Detection examples:
'''

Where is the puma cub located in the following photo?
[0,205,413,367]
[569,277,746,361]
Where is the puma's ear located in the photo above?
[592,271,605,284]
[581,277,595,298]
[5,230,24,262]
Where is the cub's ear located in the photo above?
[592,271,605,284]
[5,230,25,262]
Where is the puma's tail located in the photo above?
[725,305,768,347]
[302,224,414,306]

'''

WHAT THIS TASK INVOLVES: Present every line of the listing above as a numbered list, leaving out any blank lines.

SOLUTION TO THE PROBLEM:
1. Where is the puma cub located in the following photo?
2. [0,205,413,367]
3. [569,277,746,361]
4. Where is the puma's ear located in the photo above?
5. [592,271,605,284]
6. [581,277,595,298]
7. [5,230,24,262]
8. Where is the cub's ear located in the photo above?
9. [592,271,605,284]
10. [5,230,25,262]
11. Where is the puma's tail located in the photo above?
12. [725,305,768,347]
13. [302,224,414,306]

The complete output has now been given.